**Work required:** Carry on the commit note about IOMMU pass-through mode for PCI devices behind bridges, picking up after its final sentence.

Our current strategy for pass-through mode is to put all devices into
the 1:1 domain at startup (which is before we know what their dma_mask
will be), and only _later_ take them out of that domain, if it turns out
that they really can't address all of memory.

However, when there are a bunch of PCI devices behind a bridge, they all
end up with the same source-id on their DMA transactions, and hence in
the same IOMMU domain. This means that we _can't_ easily move them from
the 1:1 domain into their own domain at runtime, because there might be DMA
in-flight from their siblings.

So we have to adjust our pass-through strategy: For PCI devices not on
the root bus, and for the bridges which will take responsibility for
their transactions, we have to start up _out_ of the 1:1 domain, just in
case.

This fixes the BUG() we see when we have 32-bit-capable devices behind a
PCI-PCI bridge, and use the software identity mapping.

**Provided information:**
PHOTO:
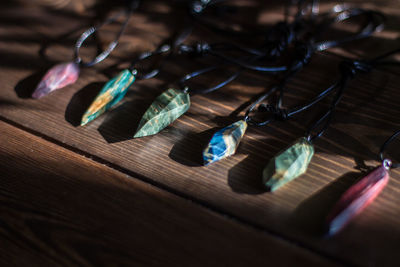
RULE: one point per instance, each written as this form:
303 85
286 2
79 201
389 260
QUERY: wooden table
92 195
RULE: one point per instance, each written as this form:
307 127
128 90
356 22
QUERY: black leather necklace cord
132 5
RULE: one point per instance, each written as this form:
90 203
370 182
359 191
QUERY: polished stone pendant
165 109
112 92
288 164
224 142
357 198
57 77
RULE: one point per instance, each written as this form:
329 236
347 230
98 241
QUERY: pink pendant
356 198
57 77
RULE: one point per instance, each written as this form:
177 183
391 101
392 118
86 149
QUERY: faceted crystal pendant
288 164
224 142
112 92
165 109
57 77
356 198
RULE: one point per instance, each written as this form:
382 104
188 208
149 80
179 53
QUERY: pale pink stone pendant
357 198
57 77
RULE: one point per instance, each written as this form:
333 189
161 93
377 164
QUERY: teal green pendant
165 109
113 91
288 164
224 142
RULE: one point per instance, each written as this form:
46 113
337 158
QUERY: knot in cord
198 49
303 53
198 6
278 113
279 37
351 68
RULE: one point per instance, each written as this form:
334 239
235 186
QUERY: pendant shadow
80 102
239 179
27 86
310 215
189 150
122 121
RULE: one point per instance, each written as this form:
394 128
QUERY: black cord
133 4
385 145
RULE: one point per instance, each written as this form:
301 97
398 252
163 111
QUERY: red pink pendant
57 77
357 198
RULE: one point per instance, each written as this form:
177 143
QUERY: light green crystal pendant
288 164
113 91
165 109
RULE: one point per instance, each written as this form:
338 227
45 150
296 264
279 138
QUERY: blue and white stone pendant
224 142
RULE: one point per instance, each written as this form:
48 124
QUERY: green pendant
288 164
167 107
113 91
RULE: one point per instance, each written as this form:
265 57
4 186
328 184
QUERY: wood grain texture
88 214
368 114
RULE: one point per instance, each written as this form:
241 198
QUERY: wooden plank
171 159
60 208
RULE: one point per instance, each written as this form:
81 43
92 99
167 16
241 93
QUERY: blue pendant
224 142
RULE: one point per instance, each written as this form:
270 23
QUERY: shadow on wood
310 215
80 102
189 150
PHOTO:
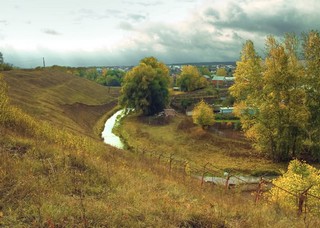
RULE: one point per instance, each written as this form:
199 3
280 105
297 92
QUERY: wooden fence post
159 158
227 181
259 190
204 173
171 159
301 200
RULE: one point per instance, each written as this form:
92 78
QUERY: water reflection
107 135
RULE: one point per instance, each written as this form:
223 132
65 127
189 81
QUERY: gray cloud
137 17
276 19
125 26
51 32
213 31
141 3
3 22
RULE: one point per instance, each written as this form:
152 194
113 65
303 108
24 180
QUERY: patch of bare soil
87 115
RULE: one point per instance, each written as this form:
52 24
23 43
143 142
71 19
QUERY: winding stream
114 140
107 135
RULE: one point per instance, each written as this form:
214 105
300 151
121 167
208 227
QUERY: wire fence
210 174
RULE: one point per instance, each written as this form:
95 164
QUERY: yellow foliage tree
203 115
190 79
299 178
222 72
311 46
270 98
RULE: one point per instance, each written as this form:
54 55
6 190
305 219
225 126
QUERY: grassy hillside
63 99
55 172
227 150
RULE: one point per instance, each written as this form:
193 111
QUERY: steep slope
61 98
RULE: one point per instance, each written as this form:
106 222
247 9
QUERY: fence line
195 170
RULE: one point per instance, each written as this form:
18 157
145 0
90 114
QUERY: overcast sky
121 32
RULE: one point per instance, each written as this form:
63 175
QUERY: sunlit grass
196 145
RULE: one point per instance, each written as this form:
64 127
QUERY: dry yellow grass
196 145
53 177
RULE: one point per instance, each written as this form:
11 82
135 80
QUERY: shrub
300 177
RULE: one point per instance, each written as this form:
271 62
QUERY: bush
299 178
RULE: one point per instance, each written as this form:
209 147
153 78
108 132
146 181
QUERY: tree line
278 98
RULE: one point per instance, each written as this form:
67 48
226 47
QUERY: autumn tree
270 100
203 115
222 71
300 178
190 79
145 87
311 47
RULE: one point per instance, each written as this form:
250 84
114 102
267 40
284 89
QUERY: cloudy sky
121 32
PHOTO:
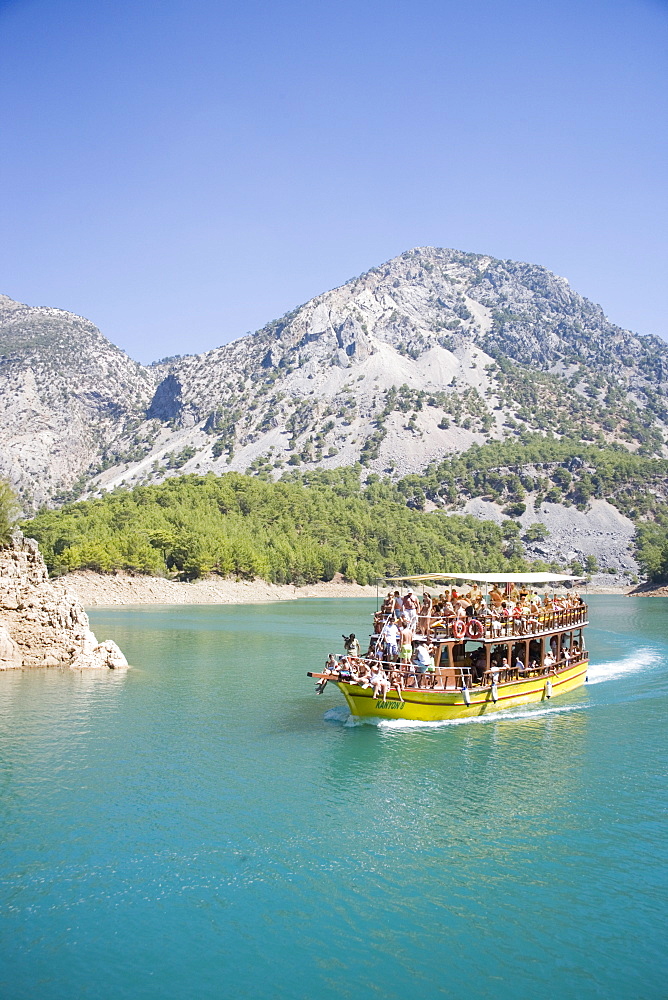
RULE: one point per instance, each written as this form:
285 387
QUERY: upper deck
486 628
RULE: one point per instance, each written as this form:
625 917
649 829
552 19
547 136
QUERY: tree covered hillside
284 532
312 525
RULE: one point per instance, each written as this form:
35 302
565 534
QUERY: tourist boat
455 687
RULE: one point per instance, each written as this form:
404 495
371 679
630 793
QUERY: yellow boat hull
420 705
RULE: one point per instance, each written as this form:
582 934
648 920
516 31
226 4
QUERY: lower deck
435 705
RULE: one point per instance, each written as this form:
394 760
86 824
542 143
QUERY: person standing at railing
390 639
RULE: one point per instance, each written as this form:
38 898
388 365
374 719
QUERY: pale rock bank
42 622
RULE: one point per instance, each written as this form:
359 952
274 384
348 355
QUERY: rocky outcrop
42 623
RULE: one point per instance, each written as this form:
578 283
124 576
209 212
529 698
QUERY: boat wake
614 669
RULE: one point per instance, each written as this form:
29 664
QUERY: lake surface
198 828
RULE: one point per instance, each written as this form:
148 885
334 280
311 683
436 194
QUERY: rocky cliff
414 360
43 624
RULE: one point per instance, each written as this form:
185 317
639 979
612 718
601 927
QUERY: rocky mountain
66 394
414 360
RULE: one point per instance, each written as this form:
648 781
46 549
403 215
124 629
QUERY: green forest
310 526
236 524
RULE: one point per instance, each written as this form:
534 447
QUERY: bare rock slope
43 624
412 361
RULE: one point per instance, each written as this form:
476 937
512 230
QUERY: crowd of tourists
495 613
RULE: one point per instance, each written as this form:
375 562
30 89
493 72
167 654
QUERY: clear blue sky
182 172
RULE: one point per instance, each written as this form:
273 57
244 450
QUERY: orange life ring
475 629
458 628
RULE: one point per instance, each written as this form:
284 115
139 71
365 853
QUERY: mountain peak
417 358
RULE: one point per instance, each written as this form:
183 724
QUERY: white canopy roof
500 577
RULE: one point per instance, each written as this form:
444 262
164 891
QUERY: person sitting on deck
496 597
479 665
331 667
362 675
424 620
388 604
422 660
390 637
344 669
396 682
495 616
351 645
410 609
379 682
406 639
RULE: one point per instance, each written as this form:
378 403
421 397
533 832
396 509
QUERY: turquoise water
197 828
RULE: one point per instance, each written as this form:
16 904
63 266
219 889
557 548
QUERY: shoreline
101 590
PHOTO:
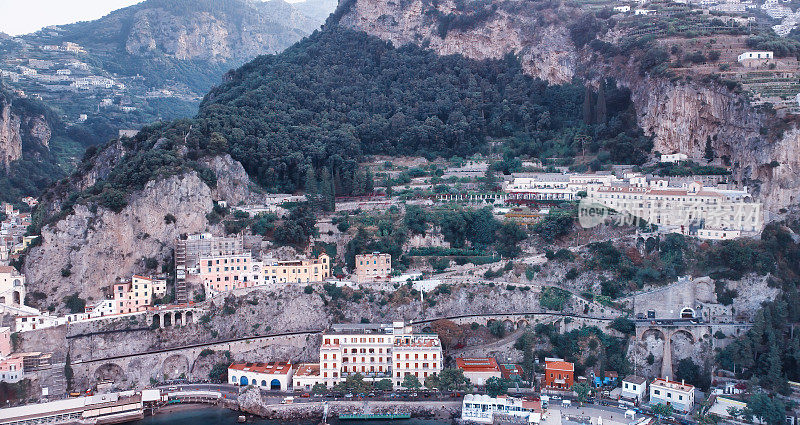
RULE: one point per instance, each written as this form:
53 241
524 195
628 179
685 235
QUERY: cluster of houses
222 264
559 377
12 231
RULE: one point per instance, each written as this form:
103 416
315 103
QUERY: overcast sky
25 16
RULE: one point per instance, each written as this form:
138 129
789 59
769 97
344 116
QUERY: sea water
217 416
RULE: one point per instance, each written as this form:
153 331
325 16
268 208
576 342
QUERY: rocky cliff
215 31
10 139
22 130
203 35
90 248
680 115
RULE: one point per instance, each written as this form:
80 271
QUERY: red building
559 374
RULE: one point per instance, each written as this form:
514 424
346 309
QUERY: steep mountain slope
559 41
301 120
148 62
29 134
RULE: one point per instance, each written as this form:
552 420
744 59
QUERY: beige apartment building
12 286
138 294
378 351
374 267
228 272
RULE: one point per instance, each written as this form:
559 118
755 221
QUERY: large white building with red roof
271 376
306 375
702 207
377 352
478 369
12 286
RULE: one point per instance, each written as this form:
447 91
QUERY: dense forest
341 94
303 118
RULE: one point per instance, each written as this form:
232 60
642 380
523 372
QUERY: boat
376 416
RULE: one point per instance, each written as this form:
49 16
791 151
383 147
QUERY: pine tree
369 182
587 106
326 191
773 377
312 191
600 109
709 154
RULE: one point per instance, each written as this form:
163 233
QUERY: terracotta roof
477 364
633 379
535 405
307 369
560 366
507 370
273 368
673 385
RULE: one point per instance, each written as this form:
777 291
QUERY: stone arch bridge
565 321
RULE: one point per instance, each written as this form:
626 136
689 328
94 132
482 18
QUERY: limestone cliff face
212 35
545 48
679 115
20 131
99 247
10 139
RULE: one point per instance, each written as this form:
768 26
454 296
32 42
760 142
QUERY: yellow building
373 267
227 272
295 271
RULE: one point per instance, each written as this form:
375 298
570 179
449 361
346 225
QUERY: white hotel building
378 351
485 409
706 212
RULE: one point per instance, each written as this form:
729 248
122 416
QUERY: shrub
74 303
553 298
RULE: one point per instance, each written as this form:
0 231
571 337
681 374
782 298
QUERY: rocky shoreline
250 401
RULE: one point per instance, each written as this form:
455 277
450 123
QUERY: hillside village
669 323
428 210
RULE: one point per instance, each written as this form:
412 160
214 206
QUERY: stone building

**Task result:**
It does mean that we might end up using 'normal' mapping mode for some
devices which could actually live with the faster 1:1 mapping -- but
this is only for PCI devices behind bridges, which presumably aren't the
devices for which people are most concerned about performance.

Signed-off-by: David Woodhouse <David.Woodhouse@intel.com>
wifi-calibration
David Woodhouse 2009-07-04 19:11:08 +01:00
parent 6941af2810
commit 3dfc813d94
1 changed files with 30 additions and 0 deletions

View File

@ -2122,6 +2122,36 @@ static int iommu_should_identity_map(struct pci_dev *pdev, int startup)
if (iommu_identity_mapping == 2)
return IS_GFX_DEVICE(pdev);
/*
* We want to start off with all devices in the 1:1 domain, and
* take them out later if we find they can't access all of memory.
*
* However, we can't do this for PCI devices behind bridges,
* because all PCI devices behind the same bridge will end up
* with the same source-id on their transactions.
*
* Practically speaking, we can't change things around for these
* devices at run-time, because we can't be sure there'll be no
* DMA transactions in flight for any of their siblings.
*
* So PCI devices (unless they're on the root bus) as well as
* their parent PCI-PCI or PCIe-PCI bridges must be left _out_ of
* the 1:1 domain, just in _case_ one of their siblings turns out
* not to be able to map all of memory.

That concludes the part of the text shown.